◆ Objective ◆
Edit the lines from the one with "Target: ribbed pumpkin skin" up to and including the one with "(1221, 372)" so that "hippo" becomes "hippopotamus" and nothing else changes, and return only those lines.

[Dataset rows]
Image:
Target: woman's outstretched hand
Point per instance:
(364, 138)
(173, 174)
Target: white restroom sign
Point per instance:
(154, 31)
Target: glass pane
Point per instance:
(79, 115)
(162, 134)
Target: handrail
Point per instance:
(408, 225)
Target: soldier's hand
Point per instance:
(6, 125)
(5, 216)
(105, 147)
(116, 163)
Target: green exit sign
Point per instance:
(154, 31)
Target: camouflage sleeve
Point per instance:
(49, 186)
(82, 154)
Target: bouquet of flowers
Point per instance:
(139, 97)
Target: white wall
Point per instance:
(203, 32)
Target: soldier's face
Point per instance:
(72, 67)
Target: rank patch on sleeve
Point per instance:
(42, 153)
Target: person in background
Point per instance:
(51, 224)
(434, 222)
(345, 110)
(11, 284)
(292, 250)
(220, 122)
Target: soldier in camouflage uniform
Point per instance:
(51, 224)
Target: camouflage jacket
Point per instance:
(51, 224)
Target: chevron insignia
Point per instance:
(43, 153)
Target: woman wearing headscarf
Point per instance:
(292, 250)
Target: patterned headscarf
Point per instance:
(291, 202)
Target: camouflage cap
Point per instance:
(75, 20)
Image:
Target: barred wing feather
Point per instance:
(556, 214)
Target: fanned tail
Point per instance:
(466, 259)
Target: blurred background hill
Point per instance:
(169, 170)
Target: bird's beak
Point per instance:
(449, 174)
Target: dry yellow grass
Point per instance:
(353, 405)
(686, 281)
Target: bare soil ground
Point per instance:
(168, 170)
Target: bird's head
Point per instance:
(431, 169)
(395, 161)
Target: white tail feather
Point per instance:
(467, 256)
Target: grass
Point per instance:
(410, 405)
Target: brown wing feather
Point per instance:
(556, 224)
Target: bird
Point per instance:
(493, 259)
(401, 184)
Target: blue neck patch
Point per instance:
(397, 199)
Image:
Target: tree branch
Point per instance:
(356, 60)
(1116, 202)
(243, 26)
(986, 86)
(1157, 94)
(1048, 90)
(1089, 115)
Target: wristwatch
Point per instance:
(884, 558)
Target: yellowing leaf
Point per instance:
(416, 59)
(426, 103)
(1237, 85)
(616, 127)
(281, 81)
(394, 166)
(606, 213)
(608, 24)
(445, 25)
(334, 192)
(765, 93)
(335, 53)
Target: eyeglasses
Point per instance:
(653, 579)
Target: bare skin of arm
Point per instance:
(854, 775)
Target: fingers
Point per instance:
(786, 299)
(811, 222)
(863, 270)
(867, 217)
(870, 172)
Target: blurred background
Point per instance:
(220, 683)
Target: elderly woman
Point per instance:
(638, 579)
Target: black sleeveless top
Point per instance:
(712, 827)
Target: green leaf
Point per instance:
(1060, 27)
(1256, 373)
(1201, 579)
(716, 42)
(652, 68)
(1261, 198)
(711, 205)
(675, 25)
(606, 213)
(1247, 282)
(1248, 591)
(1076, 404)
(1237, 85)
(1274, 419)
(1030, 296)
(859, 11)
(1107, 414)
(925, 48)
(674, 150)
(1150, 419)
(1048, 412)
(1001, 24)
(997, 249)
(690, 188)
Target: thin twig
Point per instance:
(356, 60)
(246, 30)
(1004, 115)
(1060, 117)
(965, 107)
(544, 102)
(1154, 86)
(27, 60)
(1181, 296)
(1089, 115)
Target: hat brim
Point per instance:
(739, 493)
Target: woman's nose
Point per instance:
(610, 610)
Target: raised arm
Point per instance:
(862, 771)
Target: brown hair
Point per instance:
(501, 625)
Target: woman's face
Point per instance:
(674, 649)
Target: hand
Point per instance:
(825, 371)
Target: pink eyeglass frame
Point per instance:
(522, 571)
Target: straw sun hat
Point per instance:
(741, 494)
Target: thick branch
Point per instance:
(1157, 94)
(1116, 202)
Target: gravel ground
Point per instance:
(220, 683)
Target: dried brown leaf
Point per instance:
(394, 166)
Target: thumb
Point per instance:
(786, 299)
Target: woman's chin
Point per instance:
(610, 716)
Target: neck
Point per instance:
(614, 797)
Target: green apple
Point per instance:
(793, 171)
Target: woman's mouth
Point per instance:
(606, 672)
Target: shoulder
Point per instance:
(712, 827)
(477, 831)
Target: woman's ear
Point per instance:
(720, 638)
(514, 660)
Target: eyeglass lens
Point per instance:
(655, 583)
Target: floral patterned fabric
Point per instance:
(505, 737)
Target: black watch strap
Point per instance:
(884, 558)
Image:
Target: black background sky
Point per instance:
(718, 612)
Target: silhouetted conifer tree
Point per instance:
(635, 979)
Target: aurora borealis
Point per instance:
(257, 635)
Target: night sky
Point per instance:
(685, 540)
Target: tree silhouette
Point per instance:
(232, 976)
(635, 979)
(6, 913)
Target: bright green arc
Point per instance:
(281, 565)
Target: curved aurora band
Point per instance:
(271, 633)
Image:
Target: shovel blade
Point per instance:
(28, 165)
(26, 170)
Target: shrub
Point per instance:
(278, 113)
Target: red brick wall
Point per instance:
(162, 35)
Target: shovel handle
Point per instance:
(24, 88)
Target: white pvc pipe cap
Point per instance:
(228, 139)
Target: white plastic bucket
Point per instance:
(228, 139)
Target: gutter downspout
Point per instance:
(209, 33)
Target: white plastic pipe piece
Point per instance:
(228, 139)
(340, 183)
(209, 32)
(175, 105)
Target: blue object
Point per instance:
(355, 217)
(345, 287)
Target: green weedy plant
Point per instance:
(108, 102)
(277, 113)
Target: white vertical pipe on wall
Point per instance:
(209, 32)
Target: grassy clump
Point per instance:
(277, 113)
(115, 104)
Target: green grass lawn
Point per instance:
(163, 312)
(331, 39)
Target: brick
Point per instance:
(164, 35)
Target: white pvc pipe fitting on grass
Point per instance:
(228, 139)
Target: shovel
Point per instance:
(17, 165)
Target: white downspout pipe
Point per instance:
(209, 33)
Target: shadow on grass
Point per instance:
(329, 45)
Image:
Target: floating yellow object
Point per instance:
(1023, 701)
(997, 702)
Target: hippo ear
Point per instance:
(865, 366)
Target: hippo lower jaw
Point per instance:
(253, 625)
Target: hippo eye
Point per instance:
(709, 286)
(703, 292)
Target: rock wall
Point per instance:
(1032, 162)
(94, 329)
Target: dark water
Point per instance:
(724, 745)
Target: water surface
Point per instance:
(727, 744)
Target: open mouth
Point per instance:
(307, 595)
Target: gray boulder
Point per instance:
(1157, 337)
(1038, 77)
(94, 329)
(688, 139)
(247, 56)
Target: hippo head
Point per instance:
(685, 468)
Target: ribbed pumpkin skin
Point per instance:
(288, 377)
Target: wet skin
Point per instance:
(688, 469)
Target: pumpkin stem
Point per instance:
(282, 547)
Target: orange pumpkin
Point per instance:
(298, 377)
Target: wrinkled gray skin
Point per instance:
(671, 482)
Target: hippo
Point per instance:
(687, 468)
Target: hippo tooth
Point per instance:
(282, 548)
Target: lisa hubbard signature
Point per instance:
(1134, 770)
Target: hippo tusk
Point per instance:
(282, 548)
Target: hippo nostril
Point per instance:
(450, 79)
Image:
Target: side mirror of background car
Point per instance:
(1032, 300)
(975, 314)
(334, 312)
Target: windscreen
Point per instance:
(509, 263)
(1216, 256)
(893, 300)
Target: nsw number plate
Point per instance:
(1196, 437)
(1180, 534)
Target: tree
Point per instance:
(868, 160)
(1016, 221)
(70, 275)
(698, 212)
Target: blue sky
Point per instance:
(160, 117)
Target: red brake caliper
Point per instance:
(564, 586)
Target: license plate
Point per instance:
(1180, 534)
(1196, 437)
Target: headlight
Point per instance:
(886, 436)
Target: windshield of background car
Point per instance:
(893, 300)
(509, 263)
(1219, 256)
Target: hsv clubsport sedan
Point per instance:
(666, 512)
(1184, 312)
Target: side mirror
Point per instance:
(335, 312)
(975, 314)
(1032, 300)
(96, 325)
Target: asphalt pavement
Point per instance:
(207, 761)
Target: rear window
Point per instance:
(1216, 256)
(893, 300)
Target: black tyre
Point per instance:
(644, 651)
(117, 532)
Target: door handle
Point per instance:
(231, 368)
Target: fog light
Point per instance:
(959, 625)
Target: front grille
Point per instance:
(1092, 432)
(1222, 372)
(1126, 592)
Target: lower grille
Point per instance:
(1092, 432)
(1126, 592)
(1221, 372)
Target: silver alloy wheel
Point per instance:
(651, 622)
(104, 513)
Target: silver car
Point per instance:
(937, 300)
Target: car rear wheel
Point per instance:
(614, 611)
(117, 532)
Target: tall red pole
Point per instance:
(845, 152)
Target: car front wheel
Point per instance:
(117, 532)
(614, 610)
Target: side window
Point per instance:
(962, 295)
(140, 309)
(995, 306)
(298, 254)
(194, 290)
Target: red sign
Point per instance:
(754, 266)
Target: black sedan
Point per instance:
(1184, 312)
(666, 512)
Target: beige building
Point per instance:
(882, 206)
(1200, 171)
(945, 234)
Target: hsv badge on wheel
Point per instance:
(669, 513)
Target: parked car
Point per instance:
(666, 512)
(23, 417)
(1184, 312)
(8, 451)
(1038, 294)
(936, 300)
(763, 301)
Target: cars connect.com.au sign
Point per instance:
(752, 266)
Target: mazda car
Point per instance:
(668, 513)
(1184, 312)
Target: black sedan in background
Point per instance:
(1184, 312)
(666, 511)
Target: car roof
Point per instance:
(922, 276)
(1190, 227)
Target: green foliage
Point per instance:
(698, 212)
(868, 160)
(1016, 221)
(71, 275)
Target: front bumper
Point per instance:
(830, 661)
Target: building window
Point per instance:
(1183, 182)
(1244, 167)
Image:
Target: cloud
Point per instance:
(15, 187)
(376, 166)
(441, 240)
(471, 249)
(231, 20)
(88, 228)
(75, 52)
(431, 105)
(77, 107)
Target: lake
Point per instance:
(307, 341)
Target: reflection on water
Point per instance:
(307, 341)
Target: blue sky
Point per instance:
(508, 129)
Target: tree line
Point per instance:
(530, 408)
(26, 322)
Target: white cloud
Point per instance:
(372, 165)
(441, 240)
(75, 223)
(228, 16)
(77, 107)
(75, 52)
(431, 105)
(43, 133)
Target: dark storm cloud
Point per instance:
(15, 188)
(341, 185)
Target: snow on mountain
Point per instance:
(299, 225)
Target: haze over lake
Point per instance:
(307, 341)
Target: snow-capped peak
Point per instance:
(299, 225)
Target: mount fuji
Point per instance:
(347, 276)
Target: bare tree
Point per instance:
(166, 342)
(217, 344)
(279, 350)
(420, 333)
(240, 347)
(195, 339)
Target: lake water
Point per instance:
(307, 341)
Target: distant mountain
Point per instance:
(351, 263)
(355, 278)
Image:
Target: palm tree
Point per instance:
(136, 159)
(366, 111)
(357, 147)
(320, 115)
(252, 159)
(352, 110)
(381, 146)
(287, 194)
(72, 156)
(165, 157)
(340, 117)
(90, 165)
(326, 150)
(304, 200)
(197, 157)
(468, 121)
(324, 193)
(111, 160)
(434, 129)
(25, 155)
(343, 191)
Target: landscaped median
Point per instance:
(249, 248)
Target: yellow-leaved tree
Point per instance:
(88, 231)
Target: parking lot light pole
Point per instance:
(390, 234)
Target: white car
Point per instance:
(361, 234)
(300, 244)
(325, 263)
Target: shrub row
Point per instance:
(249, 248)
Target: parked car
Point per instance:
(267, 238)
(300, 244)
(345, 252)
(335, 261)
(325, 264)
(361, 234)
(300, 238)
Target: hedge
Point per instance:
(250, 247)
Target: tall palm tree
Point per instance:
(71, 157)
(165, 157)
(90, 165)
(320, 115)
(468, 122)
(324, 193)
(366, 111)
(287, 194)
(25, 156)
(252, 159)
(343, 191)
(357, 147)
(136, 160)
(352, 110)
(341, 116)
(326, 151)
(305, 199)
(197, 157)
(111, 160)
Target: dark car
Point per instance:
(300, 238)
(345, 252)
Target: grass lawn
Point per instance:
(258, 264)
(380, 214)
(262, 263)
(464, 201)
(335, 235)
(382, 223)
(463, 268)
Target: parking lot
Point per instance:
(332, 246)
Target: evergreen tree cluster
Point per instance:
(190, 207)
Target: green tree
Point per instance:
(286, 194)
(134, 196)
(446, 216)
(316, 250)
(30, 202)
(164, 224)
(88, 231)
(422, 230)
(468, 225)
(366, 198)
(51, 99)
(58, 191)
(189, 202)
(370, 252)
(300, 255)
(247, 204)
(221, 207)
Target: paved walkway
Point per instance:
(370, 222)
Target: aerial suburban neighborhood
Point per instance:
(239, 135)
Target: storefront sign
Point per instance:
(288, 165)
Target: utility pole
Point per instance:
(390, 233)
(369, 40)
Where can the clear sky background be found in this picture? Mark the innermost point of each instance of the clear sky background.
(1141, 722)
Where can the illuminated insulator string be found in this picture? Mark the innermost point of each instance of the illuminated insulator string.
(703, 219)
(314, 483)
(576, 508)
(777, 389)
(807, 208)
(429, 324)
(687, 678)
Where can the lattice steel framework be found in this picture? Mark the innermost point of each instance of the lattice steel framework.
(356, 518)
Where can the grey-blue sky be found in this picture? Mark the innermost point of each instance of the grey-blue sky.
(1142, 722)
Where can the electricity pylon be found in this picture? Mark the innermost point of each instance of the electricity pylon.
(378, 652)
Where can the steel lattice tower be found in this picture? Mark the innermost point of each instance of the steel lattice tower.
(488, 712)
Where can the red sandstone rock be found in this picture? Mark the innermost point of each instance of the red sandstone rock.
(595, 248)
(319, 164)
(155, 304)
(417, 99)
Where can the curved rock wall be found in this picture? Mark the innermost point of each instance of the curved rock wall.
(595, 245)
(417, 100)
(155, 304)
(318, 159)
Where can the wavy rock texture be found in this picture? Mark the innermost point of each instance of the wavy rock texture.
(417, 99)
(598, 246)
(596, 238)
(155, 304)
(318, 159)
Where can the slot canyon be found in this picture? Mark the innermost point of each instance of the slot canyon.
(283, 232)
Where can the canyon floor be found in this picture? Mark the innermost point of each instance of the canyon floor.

◆ Task output ◆
Target: ribbed pumpkin skin
Point per instance:
(288, 377)
Target: wet skin
Point per instance:
(688, 469)
Target: pumpkin stem
Point per instance:
(282, 547)
Target: orange pumpkin
Point per instance:
(298, 377)
Target: wrinkled gray skin
Point per instance:
(671, 482)
Target: hippopotamus
Point per instance:
(687, 468)
Target: hippopotamus tooth
Point per instance:
(282, 548)
Target: lisa hubbard signature
Point per instance:
(1134, 770)
Target: hippopotamus tusk
Point per instance:
(282, 548)
Target: hippopotamus nostril
Point per instance:
(450, 79)
Image:
Target: side mirror of background car
Point per instance:
(1032, 300)
(975, 314)
(334, 312)
Target: windscreen
Point per instance:
(509, 263)
(1216, 256)
(893, 300)
Target: nsw number plate
Point per instance:
(1196, 437)
(1180, 534)
Target: tree
Point per instance:
(868, 160)
(1016, 221)
(70, 275)
(698, 212)
Target: blue sky
Point per instance:
(160, 117)
Target: red brake caliper
Point per instance:
(564, 586)
Target: license plate
Point per instance:
(1180, 534)
(1196, 437)
Target: headlight
Point per instance:
(886, 436)
Target: windshield of background car
Point per instance:
(893, 300)
(509, 263)
(1219, 256)
Target: hsv clubsport sedan
Point per instance:
(666, 512)
(1184, 312)
Target: side mirror
Point per instance:
(335, 312)
(975, 314)
(1032, 300)
(96, 325)
Target: asphalt pavement
Point per instance:
(207, 761)
Target: rear window
Point per instance:
(1216, 256)
(893, 300)
Target: black tyre
Point per instance:
(644, 651)
(117, 532)
Target: door handle
Point per instance:
(231, 368)
Target: fog light
Point per instance:
(959, 625)
Target: front grille
Point per instance:
(1092, 432)
(1222, 372)
(1126, 592)
Target: lower grille
Point per instance:
(1092, 432)
(1126, 592)
(1221, 372)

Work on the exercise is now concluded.